▸ **GOAL**:
Copy every line below that contains the word "blue".

▸ **STORED DATA**:
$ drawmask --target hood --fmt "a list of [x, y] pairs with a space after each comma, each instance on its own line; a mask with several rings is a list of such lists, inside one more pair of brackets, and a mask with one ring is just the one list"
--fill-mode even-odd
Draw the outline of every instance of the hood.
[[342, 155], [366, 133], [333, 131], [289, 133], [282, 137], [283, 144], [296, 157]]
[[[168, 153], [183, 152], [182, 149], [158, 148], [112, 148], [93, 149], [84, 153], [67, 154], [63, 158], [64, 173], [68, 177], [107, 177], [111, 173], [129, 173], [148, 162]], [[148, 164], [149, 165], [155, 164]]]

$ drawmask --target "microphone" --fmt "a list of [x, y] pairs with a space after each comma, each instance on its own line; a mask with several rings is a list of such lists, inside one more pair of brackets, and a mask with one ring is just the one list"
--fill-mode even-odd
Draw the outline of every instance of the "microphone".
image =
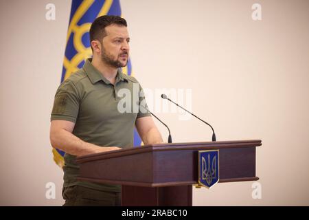
[[171, 135], [170, 135], [170, 129], [168, 128], [168, 126], [165, 123], [163, 123], [163, 122], [162, 122], [160, 119], [159, 119], [158, 117], [157, 117], [156, 116], [154, 116], [154, 113], [152, 113], [150, 111], [149, 111], [148, 108], [146, 108], [145, 107], [144, 107], [144, 106], [141, 105], [141, 104], [140, 104], [139, 106], [143, 107], [143, 108], [144, 108], [144, 109], [146, 109], [148, 112], [149, 112], [150, 114], [152, 114], [155, 118], [157, 118], [157, 119], [158, 120], [158, 121], [159, 121], [159, 122], [161, 122], [165, 126], [166, 126], [166, 128], [167, 128], [168, 130], [168, 143], [172, 143], [172, 136], [171, 136]]
[[217, 138], [216, 138], [216, 134], [214, 133], [214, 130], [213, 129], [213, 127], [211, 126], [211, 125], [210, 125], [209, 124], [208, 124], [207, 122], [206, 122], [205, 121], [201, 120], [201, 118], [199, 118], [198, 116], [196, 116], [196, 115], [194, 115], [194, 113], [192, 113], [192, 112], [190, 112], [189, 111], [187, 111], [187, 109], [185, 109], [184, 108], [183, 108], [182, 107], [181, 107], [179, 104], [178, 104], [177, 103], [172, 101], [170, 98], [168, 98], [168, 96], [166, 96], [165, 94], [162, 94], [161, 95], [161, 98], [162, 98], [163, 99], [167, 99], [168, 100], [169, 100], [170, 102], [171, 102], [172, 103], [175, 104], [176, 106], [178, 106], [179, 107], [181, 107], [181, 109], [183, 109], [183, 110], [185, 110], [185, 111], [190, 113], [191, 115], [192, 115], [193, 116], [194, 116], [195, 118], [196, 118], [197, 119], [199, 119], [200, 120], [201, 120], [202, 122], [203, 122], [204, 123], [205, 123], [206, 124], [207, 124], [208, 126], [209, 126], [211, 128], [212, 130], [212, 141], [213, 142], [216, 142], [217, 140]]

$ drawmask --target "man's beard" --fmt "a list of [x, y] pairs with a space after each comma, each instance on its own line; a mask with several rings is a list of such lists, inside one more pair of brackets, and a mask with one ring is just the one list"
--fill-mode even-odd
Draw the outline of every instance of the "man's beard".
[[[128, 55], [128, 52], [122, 52], [122, 54], [118, 55], [118, 58], [119, 58], [119, 56], [121, 56], [122, 54]], [[115, 68], [124, 67], [126, 66], [126, 65], [128, 63], [128, 59], [126, 60], [126, 63], [124, 65], [122, 64], [120, 61], [119, 61], [118, 59], [117, 59], [115, 60], [113, 60], [111, 55], [109, 55], [105, 52], [104, 49], [103, 49], [102, 51], [101, 60], [103, 63], [105, 63], [108, 65], [113, 67], [115, 67]]]

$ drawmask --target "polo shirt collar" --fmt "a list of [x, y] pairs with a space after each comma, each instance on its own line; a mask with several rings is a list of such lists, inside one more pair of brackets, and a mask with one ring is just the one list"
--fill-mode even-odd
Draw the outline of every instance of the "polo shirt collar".
[[[86, 62], [82, 67], [86, 74], [88, 75], [90, 80], [92, 84], [95, 84], [95, 82], [102, 80], [106, 84], [111, 84], [111, 82], [106, 78], [100, 71], [98, 71], [91, 63], [92, 58], [88, 58], [86, 60]], [[124, 74], [122, 72], [121, 68], [118, 68], [118, 71], [116, 76], [115, 83], [119, 81], [126, 80], [128, 82], [128, 78], [125, 74]]]

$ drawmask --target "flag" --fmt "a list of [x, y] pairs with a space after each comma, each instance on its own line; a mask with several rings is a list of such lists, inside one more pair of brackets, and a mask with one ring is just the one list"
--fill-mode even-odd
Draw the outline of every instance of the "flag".
[[[69, 28], [66, 39], [61, 82], [82, 67], [84, 60], [91, 57], [89, 30], [91, 23], [102, 15], [122, 16], [119, 0], [73, 0], [71, 7]], [[122, 67], [122, 72], [132, 76], [132, 65], [129, 58], [128, 65]], [[134, 132], [134, 145], [141, 145], [137, 132]], [[54, 160], [60, 167], [65, 165], [65, 152], [53, 148]]]

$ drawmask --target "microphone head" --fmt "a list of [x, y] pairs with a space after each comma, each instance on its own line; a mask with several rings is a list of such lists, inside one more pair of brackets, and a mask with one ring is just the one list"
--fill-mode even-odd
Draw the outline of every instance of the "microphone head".
[[162, 94], [162, 95], [161, 95], [161, 98], [163, 98], [163, 99], [167, 99], [167, 98], [168, 98], [168, 96], [166, 96], [165, 94]]

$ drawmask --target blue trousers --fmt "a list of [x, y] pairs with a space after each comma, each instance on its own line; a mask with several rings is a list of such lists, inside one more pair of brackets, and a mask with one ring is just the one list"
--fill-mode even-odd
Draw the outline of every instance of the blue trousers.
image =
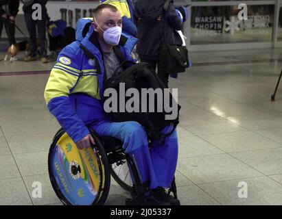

▸ **RESPONSE TO THE TASK**:
$ drawmask --target blue trousers --fmt "a list of [x, y] pairs with a space after each comma, each instance on its own line; a mask with several rings is a list of such lists, inside one more pair of brackets, and a mask with one ring is just the one list"
Draw the outline of every instance of the blue trousers.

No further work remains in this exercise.